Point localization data
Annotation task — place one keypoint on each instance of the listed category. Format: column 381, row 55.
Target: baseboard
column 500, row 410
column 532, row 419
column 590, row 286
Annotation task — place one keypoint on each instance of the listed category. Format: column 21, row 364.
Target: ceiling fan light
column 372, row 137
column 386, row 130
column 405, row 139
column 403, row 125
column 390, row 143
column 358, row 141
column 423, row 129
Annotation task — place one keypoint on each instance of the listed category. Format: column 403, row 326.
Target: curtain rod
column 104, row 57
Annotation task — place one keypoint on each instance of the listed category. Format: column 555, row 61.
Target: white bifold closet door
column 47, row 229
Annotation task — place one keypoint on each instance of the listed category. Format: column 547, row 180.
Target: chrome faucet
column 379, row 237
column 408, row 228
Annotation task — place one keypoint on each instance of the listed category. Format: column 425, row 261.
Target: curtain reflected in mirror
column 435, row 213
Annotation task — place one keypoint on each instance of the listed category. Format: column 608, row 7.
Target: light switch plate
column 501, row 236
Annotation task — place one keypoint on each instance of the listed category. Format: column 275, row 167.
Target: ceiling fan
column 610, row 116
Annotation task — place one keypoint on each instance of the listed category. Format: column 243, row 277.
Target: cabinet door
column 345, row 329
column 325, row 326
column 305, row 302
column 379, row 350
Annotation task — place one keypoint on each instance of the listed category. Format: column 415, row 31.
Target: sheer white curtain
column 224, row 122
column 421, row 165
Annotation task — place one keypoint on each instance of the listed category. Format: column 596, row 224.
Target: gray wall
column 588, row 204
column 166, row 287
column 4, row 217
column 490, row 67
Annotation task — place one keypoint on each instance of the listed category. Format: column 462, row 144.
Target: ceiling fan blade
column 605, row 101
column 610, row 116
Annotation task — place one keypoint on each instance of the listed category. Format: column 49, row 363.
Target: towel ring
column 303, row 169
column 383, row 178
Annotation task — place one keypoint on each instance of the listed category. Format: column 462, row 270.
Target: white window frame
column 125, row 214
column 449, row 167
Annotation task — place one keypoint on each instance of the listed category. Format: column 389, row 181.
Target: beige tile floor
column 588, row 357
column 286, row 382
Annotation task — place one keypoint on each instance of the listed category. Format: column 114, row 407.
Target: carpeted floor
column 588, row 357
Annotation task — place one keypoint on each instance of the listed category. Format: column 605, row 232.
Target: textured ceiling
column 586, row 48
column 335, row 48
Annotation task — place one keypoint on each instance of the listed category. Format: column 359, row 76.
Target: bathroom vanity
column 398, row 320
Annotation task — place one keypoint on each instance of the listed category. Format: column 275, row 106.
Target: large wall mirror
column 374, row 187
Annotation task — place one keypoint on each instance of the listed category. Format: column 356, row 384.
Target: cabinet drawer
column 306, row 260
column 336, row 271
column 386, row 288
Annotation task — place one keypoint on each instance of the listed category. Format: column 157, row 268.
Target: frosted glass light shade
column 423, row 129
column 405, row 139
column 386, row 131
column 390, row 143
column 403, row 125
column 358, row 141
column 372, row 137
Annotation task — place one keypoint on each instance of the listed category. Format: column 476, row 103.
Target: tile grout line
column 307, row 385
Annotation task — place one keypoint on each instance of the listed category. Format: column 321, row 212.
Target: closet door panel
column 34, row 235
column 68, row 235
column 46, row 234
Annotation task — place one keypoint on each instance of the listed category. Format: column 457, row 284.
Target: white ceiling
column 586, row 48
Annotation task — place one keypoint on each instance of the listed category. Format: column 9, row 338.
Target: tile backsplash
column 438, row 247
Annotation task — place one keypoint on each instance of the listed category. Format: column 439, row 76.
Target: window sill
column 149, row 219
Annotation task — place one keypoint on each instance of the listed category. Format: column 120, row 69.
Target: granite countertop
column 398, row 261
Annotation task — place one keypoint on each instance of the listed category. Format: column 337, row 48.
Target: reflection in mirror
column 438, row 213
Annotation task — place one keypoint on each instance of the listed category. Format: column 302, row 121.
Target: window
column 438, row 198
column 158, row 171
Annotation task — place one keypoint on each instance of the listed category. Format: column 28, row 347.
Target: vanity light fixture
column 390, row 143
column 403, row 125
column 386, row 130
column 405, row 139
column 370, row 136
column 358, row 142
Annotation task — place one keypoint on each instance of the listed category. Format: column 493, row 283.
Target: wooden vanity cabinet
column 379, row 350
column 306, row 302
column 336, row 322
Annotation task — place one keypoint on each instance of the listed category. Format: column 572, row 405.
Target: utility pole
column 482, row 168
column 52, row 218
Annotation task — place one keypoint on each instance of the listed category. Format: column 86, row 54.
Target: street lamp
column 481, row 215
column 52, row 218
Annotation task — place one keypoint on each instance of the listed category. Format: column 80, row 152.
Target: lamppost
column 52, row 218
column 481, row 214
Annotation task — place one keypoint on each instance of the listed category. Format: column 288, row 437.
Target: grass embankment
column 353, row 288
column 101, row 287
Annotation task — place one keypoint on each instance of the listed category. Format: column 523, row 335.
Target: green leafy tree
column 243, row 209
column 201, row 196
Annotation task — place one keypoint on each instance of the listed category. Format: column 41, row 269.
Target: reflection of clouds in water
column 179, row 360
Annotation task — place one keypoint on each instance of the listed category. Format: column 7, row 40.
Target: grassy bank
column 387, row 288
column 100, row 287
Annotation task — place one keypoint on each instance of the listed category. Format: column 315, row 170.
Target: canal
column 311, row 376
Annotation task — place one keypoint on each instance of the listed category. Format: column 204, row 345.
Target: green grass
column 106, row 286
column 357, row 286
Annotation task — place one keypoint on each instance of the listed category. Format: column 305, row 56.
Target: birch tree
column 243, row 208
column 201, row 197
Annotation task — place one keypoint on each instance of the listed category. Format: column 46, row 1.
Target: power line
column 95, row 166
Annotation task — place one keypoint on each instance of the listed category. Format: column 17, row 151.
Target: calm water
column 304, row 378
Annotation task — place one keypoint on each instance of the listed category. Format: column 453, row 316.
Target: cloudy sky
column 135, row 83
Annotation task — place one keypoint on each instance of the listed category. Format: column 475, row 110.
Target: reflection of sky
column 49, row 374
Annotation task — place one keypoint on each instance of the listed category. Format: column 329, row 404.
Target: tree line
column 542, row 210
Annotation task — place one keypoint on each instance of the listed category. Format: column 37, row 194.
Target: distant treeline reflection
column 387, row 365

YOUR GOAL = Beginning with the first line of the entries, repeat each line exactly until you have reproduced the one containing "425, row 261.", and add nothing further.

EXPECTED ANSWER =
Annotation task — place one keypoint on each instance of the listed category. Format: column 381, row 55.
Target: baseboard
column 500, row 410
column 532, row 419
column 590, row 286
Annotation task — place one keypoint on each instance of the listed category. Format: column 21, row 364.
Target: ceiling fan light
column 372, row 137
column 386, row 130
column 405, row 139
column 403, row 125
column 390, row 143
column 358, row 141
column 423, row 129
Annotation task — place one keypoint on each instance of the listed category. Format: column 403, row 326.
Target: curtain rod
column 104, row 57
Annotation task — place one keypoint on each instance of the listed category. Format: column 555, row 61.
Target: white bifold closet door
column 47, row 229
Annotation task — place one keypoint on each instance of the listed category. Format: column 547, row 180.
Target: chrome faucet
column 379, row 237
column 408, row 228
Annotation task — place one keypoint on each instance of the listed category. Format: column 425, row 261.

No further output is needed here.